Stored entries
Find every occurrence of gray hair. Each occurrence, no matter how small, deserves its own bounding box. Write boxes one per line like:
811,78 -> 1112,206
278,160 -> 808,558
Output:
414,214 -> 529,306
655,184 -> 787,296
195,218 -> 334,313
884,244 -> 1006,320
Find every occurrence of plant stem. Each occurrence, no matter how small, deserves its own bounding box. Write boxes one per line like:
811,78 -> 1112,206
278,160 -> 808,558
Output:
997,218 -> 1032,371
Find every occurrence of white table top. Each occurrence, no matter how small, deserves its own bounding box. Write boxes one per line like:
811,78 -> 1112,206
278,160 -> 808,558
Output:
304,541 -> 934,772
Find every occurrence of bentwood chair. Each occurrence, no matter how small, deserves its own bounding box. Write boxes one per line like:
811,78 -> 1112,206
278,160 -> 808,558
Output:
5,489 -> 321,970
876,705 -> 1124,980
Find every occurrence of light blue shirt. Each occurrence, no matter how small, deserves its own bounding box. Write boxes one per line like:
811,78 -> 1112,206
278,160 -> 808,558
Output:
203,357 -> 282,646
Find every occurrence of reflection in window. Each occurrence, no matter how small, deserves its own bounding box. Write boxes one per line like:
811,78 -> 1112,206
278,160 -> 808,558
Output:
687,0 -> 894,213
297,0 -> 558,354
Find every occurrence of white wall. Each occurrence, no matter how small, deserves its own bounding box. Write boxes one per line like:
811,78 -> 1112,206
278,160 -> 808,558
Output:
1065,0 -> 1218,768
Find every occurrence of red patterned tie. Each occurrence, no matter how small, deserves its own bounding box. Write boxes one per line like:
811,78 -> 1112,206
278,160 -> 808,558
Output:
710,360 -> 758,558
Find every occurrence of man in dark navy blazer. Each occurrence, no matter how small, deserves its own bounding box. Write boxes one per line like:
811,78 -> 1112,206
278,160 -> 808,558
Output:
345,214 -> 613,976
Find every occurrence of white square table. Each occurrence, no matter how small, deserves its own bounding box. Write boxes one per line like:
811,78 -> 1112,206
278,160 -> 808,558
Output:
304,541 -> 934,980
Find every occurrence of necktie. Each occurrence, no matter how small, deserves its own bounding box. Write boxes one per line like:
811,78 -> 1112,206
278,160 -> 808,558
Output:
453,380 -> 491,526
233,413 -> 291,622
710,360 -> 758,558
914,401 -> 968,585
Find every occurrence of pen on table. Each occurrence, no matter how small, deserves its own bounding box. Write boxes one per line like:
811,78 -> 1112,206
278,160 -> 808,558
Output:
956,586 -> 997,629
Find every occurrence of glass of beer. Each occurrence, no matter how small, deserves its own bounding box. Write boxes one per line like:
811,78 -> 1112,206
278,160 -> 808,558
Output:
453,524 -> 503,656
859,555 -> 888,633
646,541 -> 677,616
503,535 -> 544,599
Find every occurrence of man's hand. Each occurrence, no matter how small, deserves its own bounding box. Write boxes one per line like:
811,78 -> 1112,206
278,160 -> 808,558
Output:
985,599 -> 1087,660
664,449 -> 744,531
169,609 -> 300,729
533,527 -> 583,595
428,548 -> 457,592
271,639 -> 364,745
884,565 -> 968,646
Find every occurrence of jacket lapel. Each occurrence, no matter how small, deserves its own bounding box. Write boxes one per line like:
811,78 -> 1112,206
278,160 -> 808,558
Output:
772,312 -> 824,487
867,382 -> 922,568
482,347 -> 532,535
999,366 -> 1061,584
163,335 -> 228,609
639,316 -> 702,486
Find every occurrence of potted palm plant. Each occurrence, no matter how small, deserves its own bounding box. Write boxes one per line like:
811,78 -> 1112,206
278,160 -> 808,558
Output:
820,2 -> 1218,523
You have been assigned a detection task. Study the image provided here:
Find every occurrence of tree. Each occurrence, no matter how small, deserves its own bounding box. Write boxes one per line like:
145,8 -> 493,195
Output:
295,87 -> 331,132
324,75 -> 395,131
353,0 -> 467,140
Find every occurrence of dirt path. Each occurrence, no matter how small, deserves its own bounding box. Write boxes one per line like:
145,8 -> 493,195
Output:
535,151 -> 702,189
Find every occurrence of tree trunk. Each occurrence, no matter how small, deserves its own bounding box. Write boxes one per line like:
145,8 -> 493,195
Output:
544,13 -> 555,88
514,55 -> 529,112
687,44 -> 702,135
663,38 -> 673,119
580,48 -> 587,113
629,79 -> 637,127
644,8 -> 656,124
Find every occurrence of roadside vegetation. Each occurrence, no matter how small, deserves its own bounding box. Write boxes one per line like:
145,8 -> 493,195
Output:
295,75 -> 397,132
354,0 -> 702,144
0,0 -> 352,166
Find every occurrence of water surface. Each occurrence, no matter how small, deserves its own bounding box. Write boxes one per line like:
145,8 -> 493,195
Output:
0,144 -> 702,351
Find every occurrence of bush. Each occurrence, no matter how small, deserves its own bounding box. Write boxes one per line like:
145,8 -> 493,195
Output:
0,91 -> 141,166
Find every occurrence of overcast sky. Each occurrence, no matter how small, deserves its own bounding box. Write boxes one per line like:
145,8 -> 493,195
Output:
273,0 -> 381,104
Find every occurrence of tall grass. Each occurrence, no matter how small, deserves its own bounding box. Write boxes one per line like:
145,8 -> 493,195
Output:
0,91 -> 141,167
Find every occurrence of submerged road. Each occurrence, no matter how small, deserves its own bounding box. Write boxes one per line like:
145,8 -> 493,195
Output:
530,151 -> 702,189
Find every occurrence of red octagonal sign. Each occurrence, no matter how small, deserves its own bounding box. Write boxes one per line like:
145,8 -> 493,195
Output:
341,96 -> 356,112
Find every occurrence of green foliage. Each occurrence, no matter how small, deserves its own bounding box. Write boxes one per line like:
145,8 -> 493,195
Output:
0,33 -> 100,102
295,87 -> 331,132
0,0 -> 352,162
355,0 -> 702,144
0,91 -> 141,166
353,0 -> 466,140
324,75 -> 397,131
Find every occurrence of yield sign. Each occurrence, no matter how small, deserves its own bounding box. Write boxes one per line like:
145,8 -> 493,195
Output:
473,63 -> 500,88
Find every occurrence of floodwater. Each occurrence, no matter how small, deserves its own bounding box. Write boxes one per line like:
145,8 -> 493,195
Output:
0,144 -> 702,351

* Exercise goal *
Reproduce the entries as a numbered list, one line per number, covering everything from the line containing "Find every occurrence of tree trunk." down to the line containing "530,151 -> 702,189", both included. Leave out any blank lines.

* Solution for this task *
1. Find every occurrence of tree trunk. Each occurrence, no matter how small, deserves its own bounding box. Write boxes one per line like:
2. 145,8 -> 493,195
3. Output:
4. 544,13 -> 555,88
5. 514,55 -> 529,112
6. 687,44 -> 702,135
7. 663,38 -> 673,119
8. 580,48 -> 587,113
9. 629,79 -> 637,127
10. 644,8 -> 656,124
11. Find every occurrence of roadside vegetation. Each occurrence, no matter how small, deserves its own bounding box. Write boxes one per line like:
12. 145,8 -> 493,195
13. Output:
14. 295,75 -> 397,132
15. 354,0 -> 702,144
16. 0,0 -> 352,166
17. Find every occurrence of water surface. Each occurrence, no matter how small, deserves its own bounding box. Write boxes one per line like:
18. 145,8 -> 493,195
19. Output:
20. 0,144 -> 702,351
21. Find every occurrence of bush. Each occurrence, no matter how small, deserves its own bounding box. Write boxes one per line like:
22. 145,8 -> 493,195
23. Output:
24. 0,91 -> 141,166
25. Find every occurrence of overcast sky. Each occurrence, no matter how small, deserves its own bounding box. Write boxes one per line like:
26. 145,8 -> 493,195
27. Output:
28. 273,0 -> 381,104
29. Find every occurrence of tall grass. Each occurrence, no matter how small, deserves its own bounding box. Write boxes one per line like:
30. 145,8 -> 493,195
31. Output:
32. 0,91 -> 141,167
33. Find every occurrence of submerged road. Each occurrence, no matter how small, deserves its own bounding box. Write boxes one per line like:
34. 145,8 -> 493,195
35. Output:
36. 530,151 -> 702,189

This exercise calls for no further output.